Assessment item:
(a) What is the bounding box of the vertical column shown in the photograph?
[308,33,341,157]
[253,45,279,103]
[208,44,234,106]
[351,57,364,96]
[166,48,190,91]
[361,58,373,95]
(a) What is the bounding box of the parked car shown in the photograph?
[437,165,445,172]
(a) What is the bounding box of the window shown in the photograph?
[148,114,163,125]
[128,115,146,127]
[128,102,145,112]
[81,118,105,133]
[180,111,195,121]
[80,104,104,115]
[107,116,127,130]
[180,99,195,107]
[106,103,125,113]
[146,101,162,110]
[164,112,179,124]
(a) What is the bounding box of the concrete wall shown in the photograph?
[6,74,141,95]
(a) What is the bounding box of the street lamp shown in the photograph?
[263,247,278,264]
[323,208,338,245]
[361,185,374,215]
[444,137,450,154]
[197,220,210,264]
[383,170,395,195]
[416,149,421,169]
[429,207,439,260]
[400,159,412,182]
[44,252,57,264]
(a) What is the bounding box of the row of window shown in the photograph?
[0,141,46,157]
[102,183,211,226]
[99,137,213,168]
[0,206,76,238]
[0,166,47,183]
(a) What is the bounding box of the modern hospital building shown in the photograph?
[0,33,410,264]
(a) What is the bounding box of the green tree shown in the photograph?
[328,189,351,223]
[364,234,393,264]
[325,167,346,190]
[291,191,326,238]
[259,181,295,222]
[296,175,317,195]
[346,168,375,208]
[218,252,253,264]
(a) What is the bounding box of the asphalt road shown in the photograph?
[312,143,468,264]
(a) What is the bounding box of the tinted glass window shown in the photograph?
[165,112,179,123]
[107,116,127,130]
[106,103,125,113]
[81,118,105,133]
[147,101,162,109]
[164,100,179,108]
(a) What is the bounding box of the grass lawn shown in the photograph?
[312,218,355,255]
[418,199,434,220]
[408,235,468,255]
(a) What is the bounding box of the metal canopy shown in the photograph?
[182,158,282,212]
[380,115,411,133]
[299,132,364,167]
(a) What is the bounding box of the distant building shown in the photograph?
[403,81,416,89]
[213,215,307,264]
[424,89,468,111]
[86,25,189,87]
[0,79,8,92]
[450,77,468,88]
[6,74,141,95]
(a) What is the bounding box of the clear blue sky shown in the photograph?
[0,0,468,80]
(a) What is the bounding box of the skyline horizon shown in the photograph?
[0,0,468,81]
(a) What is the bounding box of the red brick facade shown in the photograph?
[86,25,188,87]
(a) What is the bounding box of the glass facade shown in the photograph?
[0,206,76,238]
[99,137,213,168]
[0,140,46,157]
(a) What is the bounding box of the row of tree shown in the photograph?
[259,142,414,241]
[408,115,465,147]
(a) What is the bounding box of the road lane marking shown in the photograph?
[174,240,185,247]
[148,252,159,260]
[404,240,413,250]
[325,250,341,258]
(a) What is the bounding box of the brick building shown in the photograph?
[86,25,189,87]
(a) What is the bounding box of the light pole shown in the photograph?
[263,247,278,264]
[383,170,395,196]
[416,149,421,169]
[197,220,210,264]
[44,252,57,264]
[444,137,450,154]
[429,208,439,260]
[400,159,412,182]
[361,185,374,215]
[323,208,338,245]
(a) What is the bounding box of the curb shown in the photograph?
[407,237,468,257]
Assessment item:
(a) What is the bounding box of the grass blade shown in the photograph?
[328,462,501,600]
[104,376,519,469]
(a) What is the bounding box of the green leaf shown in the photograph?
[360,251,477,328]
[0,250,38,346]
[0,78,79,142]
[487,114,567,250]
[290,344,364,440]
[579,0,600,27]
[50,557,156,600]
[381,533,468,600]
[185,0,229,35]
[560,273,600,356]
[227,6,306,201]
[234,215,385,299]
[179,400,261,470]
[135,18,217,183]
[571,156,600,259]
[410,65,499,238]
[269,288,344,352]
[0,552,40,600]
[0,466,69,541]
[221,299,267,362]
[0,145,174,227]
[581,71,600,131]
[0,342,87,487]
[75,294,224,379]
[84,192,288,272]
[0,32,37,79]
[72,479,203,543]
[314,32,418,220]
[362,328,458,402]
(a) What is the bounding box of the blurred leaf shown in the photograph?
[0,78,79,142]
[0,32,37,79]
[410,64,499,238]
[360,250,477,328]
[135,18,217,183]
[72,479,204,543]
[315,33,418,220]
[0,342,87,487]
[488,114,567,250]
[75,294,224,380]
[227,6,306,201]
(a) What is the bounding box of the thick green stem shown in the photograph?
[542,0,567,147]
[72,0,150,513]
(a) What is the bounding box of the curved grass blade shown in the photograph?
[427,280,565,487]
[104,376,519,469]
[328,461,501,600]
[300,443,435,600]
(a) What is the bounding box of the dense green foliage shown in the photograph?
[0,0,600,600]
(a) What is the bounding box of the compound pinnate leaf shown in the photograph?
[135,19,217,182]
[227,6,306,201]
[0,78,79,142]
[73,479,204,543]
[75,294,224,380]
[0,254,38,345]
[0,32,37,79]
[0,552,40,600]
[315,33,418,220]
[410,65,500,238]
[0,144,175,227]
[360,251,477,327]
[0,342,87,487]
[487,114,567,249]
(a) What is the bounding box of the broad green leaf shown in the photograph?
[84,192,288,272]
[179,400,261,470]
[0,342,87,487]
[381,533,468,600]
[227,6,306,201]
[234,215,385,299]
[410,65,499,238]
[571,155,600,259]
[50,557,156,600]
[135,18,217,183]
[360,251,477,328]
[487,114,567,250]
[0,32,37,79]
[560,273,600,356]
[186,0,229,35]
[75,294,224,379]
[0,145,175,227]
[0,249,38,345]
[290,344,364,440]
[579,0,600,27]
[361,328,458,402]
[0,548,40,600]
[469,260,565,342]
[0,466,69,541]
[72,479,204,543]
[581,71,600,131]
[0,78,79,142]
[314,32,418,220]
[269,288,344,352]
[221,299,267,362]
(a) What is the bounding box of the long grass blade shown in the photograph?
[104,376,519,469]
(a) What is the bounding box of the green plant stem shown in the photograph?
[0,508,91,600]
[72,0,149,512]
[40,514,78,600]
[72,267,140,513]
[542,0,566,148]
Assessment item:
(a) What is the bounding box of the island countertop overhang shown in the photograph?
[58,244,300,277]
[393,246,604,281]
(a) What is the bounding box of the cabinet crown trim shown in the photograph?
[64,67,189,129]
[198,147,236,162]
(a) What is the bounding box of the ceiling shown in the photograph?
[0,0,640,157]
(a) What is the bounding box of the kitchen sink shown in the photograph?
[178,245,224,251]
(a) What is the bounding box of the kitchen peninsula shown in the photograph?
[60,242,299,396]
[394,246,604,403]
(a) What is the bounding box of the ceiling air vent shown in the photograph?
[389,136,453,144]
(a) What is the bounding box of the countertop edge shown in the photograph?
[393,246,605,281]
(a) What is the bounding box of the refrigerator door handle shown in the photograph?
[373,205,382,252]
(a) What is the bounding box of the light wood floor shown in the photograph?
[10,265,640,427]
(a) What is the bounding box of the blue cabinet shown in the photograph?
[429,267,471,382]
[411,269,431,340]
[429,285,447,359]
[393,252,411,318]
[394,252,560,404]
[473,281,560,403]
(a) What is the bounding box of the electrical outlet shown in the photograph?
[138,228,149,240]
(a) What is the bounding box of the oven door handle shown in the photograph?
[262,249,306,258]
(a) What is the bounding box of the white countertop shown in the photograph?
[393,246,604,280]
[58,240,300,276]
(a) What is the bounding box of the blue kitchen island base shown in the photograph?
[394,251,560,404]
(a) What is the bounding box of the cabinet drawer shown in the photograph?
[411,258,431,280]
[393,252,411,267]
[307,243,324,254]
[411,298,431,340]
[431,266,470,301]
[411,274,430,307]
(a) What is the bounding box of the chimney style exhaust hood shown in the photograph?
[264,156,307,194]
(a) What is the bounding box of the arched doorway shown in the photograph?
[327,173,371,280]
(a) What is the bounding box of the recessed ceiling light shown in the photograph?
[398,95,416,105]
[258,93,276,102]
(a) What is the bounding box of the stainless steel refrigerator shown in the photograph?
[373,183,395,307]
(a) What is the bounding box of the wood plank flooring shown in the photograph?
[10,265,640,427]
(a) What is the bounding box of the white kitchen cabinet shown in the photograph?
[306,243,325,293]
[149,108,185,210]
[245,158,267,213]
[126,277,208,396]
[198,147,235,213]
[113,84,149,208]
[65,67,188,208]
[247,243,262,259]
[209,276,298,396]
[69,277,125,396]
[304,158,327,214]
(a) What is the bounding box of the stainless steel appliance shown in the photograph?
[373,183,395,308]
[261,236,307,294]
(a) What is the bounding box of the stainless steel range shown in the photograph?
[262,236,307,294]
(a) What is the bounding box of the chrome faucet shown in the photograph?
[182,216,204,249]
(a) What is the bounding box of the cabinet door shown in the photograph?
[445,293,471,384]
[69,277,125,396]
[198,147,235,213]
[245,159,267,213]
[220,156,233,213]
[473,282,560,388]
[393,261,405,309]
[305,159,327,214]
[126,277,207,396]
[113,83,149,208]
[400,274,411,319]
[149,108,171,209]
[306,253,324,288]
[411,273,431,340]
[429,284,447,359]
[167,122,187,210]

§ **Written problem**: Reproduce the lines starting at the one containing "(a) What is the bounding box of the grass lawn" and ending at the one containing "[299,132,364,167]", substituting "steel awning" for "metal canopy" and leaving everything else unchanged.

§ **Problem solution**:
(a) What is the bounding box of the grass lawn shown in the photograph?
[312,218,355,255]
[418,199,434,220]
[408,235,468,255]
(a) What is the bounding box of the steel awning shown in the photograph?
[182,158,282,212]
[380,115,411,133]
[299,132,364,167]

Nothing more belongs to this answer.